◆ **DOCUMENT SEGMENT**
begin

"Alias" grace

Sure, butt-kicking women have come to dominate pop culture. But nobody knocks you down flat like Sydney Bristow.

Published January 12, 2005 9:00PM (EST)

Enough time has passed for it to become apparent that Tolstoy was wrong -- it's all unhappy families that are alike. J.J. Abrams must have realized something like that when he set out to create "Alias" (Wednesdays at 9 p.m. EST on ABC). Beyond its obvious reference to the panoply of funky disguises worn by its heroine, CIA agent Sydney Bristow (Jennifer Garner), the title is a clue that the show is pretending to be something other than it is.

I first tried watching "Alias" when it premiered in the fall of 2001. I was looking for something like the mod, gadget-laden spy movies and TV shows I loved as a kid. Despite the moments when the show was what I expected it to be -- Sydney on some mission strutting into a club/hotel/casino in whole runway seasons' worth of chic outfits -- "Alias" struck me as pedestrian. Too little gadgetry and too much family and workplace drama. That's exactly the point.

To treat "Alias" as if it were about nothing other than Garner's costume changes, or as though it were some spy-girl fantasy for comic-sated fanboy geeks, is to miss the wit and emotion and twisty narrative pleasure it offers.

Yes, it's a spy drama. And its action sequences -- like last week's fourth-season opener, in which Sydney dangles by a fraying strap from the open door of a speeding train zooming over a bridge -- are shot and edited with a terse precision that's almost entirely missing from the largely incoherent action sequences of mainstream movies. But for all its excitement and cliffhangers, the show is at heart the story of the dysfunctional Bristow family: Sydney and her father and fellow agent, Jack, played with impeccable slyness by Victor Garber, and, in the second season, Sydney's mother, the eminently untrustworthy former KGB mole Irina Derevko (Lena Olin).

end

Entries from an annotation dataset:

begin

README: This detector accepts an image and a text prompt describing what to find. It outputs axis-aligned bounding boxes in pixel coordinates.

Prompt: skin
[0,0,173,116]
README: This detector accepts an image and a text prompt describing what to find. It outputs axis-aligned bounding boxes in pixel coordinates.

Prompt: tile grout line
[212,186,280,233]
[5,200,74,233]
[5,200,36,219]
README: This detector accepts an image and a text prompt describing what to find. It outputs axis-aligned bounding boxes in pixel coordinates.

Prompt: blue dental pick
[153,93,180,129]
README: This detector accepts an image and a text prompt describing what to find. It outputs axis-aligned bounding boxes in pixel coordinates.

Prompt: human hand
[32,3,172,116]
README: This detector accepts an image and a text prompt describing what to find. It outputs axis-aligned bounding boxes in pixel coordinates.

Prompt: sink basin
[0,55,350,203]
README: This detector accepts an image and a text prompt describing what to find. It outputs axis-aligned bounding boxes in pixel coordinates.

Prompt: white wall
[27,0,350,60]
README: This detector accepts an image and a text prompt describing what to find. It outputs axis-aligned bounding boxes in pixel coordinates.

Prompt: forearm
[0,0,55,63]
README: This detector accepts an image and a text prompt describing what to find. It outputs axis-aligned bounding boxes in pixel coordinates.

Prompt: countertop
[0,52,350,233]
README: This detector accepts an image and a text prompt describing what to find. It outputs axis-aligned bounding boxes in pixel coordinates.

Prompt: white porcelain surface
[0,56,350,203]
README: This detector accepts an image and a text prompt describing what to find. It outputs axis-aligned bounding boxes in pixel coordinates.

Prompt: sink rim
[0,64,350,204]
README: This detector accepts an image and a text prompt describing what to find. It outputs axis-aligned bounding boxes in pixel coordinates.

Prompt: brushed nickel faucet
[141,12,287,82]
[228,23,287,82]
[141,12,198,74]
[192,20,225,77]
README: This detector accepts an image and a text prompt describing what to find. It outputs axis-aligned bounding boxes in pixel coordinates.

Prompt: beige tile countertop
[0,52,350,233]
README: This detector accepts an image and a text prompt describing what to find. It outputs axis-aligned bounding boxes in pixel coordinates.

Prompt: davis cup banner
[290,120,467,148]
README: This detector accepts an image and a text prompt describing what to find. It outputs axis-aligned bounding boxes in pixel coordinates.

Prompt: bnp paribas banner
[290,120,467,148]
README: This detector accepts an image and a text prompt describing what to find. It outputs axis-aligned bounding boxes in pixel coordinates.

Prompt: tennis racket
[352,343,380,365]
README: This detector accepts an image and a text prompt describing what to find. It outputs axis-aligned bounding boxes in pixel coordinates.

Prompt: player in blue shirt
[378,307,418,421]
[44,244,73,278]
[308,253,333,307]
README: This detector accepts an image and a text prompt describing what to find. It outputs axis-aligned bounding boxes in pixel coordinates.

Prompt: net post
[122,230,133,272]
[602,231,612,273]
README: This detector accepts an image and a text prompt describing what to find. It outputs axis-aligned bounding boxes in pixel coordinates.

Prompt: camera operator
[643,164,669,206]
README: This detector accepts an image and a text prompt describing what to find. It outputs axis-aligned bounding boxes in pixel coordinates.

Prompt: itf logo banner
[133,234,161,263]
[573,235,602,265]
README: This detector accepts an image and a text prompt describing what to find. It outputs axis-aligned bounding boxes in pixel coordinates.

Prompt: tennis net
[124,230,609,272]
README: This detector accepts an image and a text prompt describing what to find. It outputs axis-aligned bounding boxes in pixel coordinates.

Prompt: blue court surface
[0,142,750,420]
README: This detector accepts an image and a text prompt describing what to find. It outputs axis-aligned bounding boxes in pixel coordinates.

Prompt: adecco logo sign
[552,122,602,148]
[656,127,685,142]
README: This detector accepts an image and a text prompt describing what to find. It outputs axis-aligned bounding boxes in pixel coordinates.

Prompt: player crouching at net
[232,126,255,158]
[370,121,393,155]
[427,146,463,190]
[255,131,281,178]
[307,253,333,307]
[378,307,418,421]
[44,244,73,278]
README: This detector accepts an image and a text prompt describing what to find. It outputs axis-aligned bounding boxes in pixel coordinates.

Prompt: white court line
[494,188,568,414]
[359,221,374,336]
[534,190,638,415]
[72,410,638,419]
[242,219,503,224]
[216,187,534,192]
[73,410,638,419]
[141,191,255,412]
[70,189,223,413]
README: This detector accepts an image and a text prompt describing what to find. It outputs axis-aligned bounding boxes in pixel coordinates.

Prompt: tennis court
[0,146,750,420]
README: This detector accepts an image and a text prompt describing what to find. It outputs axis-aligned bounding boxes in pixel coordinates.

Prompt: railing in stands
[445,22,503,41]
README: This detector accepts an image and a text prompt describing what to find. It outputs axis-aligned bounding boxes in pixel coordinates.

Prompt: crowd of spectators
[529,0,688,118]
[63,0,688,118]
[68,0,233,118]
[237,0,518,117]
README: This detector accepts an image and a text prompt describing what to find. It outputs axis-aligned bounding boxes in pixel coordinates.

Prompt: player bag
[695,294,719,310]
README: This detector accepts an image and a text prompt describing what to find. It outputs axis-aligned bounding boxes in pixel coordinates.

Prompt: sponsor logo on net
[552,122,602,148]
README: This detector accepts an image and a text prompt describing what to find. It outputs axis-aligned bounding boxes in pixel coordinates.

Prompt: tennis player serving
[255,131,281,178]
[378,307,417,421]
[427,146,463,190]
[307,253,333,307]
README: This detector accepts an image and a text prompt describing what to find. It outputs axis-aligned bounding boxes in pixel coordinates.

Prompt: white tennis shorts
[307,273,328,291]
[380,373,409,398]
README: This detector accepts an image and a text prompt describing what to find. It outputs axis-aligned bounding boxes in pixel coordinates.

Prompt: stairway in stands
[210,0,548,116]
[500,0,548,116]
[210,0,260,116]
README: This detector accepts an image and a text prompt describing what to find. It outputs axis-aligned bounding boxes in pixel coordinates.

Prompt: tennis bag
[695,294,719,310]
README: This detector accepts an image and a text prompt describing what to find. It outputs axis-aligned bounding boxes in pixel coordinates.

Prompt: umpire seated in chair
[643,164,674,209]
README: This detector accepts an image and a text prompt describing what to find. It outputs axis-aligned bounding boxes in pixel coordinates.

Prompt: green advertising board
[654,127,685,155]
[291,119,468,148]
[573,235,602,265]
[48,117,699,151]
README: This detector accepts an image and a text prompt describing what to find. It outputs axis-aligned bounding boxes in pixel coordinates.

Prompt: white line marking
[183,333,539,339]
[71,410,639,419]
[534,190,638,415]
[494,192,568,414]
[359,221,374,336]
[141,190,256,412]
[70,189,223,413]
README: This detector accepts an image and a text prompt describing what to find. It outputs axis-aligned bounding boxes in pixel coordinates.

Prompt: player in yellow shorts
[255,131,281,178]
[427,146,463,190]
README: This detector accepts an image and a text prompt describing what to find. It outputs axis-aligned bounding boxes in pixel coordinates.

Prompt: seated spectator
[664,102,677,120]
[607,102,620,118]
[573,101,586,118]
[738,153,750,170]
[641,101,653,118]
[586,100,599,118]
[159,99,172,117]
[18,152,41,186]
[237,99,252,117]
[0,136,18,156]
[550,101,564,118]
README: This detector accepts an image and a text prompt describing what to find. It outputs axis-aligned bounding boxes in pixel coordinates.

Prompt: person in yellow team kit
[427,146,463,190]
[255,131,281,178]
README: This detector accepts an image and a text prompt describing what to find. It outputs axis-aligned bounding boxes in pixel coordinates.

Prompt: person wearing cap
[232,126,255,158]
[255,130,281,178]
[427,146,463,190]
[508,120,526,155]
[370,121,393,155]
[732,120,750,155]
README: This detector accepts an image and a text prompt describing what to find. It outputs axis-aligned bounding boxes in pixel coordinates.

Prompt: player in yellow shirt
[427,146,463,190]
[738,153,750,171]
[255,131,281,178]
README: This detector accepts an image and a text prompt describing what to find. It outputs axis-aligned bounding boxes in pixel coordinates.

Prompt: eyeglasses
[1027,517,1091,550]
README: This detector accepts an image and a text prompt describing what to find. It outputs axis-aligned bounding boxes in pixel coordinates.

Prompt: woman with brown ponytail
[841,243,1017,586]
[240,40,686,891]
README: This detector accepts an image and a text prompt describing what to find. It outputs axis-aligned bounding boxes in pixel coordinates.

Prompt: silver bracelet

end

Carry on the review of "Alias" from its last paragraph, which ends with Sydney's mother, Irina Derevko (Lena Olin).

◆ **WRITTEN ANSWER**
Abrams isn't interested in using the espionage genre as geopolitical social commentary, as "24" does. That show, after a terrible third season, seems, at least judging from its first few hours, to be back on course. Abrams wouldn't write a scene whose implications are as unsettling as the one in this year's "24" opener, when a pleasant suburban family of Turkish immigrants sits around the breakfast table discussing the terrorist attack they're launching later that day. The baddies come and go on "Alias," their plans defused before they reach the potentially apocalyptic level. There is overarching -- and intermittent -- mumbo jumbo having to do with the prophecies and inventions of an inventor named Milo Rambaldi, but that's purely the show's McGuffin.

Abrams uses the spy genre, with its shifting identities and loyalties and motives and sudden betrayals, as a reflection of the thorniness of family relationships, in which conflicting loyalties can feel like betrayals. "Alias" is far from the gray depressiveness of John le Carré's tales of the spy as dogged civil servant. Abrams' sensibility is American, pop-inflected and quicksilver.

That partly explains why Sydney isn't Emma Peel or Modesty Blaise, characters too Continental to suit Abrams' conception. Sydney is the spy as perennial good girl, the straight-A student, the one voted both most popular and nicest. That's the joke beneath all of her costume changes -- she always looks like Sydney. This part of the show has a nice sense of play, the suggestion of a girl on perennial trick-or-treat. When Sydney dons some new guise to con information out of her target, it's less fess up than dress up.

Her entrance in last week's season opener, in a short blond bob and a baby-doll nightie with push-up brassiere, was the closest the show has ever let the character come to being a sexpot. And the effect was defused almost immediately when she approached the Eastern European scientist she had targeted and announced in an outrageous Scandinavian accent, "I am for sleeping now." (I thought of the bit at the beginning of the second "Charlie's Angels" movie where Cameron Diaz enters some Siberian hellhole swathed in white fur and asks, "Thees ess hostel, yah?")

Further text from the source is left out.